PROVIDED INFORMATION —
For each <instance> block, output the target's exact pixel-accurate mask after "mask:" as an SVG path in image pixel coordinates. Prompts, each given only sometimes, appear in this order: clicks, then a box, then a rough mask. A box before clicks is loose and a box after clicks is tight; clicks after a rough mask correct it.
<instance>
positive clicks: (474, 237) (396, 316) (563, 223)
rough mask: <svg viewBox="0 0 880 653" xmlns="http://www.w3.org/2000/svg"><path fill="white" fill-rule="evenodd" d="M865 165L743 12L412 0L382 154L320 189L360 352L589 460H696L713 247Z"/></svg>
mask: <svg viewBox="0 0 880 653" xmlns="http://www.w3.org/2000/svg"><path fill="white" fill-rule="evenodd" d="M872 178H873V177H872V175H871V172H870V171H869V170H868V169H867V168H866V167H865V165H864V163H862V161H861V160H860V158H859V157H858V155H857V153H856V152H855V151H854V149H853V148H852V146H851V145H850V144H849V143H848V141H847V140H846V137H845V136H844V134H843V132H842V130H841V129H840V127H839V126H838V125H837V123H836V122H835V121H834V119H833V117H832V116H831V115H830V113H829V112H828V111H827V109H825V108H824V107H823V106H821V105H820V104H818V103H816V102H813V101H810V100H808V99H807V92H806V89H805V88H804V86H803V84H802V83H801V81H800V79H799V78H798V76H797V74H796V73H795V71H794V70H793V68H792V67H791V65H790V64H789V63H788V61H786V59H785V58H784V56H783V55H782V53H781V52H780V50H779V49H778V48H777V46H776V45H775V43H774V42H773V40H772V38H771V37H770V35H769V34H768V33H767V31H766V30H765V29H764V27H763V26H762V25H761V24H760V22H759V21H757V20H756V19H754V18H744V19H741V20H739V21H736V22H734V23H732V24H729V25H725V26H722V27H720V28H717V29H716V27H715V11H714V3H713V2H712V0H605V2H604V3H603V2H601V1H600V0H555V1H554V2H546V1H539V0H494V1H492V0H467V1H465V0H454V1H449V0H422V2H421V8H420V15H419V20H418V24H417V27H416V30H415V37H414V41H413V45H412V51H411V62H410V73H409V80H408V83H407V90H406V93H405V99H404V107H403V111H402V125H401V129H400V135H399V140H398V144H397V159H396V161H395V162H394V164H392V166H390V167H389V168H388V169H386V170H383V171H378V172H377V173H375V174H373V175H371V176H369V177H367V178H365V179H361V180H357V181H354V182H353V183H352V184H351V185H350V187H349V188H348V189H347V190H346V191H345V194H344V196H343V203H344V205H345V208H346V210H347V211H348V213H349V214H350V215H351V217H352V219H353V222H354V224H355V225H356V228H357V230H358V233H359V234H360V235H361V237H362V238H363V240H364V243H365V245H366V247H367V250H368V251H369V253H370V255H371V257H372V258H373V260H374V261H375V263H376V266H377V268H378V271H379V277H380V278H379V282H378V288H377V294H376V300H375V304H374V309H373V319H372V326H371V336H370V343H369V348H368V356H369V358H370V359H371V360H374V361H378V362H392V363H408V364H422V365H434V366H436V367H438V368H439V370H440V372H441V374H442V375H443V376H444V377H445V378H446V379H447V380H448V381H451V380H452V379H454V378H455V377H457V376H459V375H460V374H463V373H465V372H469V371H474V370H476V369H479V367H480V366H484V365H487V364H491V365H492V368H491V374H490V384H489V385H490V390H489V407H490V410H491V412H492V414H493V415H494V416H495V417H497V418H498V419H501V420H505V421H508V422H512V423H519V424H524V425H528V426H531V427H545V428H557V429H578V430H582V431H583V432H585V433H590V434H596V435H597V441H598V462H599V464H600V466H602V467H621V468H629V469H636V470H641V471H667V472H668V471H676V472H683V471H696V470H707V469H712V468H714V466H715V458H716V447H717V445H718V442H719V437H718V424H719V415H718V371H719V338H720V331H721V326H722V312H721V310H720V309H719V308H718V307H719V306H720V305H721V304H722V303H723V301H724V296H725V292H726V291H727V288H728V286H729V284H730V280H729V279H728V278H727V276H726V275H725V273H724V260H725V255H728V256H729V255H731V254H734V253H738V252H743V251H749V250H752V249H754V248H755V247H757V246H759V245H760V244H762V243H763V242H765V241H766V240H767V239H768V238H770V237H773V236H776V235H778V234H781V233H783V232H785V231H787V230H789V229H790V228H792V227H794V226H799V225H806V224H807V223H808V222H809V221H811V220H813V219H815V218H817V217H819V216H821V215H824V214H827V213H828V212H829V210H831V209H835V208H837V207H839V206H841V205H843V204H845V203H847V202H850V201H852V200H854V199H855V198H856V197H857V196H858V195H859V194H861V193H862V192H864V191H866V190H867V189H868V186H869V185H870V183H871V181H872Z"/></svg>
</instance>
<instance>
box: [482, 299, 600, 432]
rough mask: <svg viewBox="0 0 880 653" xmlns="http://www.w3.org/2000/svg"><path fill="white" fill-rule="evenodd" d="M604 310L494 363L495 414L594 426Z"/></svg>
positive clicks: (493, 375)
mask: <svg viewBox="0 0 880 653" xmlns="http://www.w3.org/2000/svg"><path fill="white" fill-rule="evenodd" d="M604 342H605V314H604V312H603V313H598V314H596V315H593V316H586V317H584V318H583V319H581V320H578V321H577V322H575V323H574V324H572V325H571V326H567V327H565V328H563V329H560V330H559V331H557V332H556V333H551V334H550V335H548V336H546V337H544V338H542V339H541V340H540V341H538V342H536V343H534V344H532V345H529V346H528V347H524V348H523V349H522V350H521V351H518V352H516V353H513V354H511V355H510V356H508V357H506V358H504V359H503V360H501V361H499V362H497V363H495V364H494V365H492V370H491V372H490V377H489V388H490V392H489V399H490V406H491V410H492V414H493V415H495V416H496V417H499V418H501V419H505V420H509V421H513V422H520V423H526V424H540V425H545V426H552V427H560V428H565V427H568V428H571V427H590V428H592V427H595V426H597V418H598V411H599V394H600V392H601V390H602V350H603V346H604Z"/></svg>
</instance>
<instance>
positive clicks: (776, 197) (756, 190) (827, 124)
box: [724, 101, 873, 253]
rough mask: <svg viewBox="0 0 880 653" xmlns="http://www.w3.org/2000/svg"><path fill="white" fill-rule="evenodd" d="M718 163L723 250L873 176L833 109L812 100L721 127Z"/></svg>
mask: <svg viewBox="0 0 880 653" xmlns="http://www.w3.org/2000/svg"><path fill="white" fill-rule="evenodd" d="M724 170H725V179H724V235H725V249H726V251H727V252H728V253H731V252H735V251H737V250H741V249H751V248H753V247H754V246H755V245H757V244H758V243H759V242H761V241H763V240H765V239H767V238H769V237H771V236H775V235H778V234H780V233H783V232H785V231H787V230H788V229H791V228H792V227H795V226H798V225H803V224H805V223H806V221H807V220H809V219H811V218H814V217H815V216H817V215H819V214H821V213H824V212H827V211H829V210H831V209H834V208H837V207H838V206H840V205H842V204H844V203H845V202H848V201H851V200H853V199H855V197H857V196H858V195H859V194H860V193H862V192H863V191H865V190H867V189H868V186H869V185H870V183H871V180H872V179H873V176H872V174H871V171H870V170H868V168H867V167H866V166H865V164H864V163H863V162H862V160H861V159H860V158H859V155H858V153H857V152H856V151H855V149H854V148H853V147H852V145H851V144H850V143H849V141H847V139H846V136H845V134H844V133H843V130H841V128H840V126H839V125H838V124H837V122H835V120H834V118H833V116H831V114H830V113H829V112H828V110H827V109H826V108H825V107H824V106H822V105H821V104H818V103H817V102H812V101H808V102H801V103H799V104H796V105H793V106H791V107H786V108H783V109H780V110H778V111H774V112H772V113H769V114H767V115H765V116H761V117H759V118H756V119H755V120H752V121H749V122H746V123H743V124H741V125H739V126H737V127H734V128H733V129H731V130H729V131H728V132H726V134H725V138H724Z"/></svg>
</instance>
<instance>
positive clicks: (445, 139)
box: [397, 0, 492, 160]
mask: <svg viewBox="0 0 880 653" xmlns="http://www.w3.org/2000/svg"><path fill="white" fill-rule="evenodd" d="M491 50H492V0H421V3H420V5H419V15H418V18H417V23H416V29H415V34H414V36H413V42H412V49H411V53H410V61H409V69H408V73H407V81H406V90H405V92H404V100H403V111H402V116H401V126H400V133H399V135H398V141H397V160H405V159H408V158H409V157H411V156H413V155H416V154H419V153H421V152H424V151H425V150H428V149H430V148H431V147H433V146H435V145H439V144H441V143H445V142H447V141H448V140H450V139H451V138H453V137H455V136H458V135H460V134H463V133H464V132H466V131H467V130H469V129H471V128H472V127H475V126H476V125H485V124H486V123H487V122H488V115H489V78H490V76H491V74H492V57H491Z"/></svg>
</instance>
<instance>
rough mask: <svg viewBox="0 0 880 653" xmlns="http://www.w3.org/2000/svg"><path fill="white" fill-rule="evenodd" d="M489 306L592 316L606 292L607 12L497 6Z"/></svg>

TASK OBJECTIVE — Starting at the first line of the entries above, please extract each line up to and including the line with "positive clicks: (474, 237)", unchanged, and add nothing.

ANSWER AREA —
For each <instance> block, output the target's exact pixel-accurate mask after "mask:" as an SVG path in image pixel coordinates. Prompts, each given only sometimes, appear in this order: clicks, then a box, then a rough mask. A box before clicks is loose and a box after clicks is tight; clicks after a rough mask correct it.
<instance>
positive clicks: (474, 237) (396, 316) (563, 223)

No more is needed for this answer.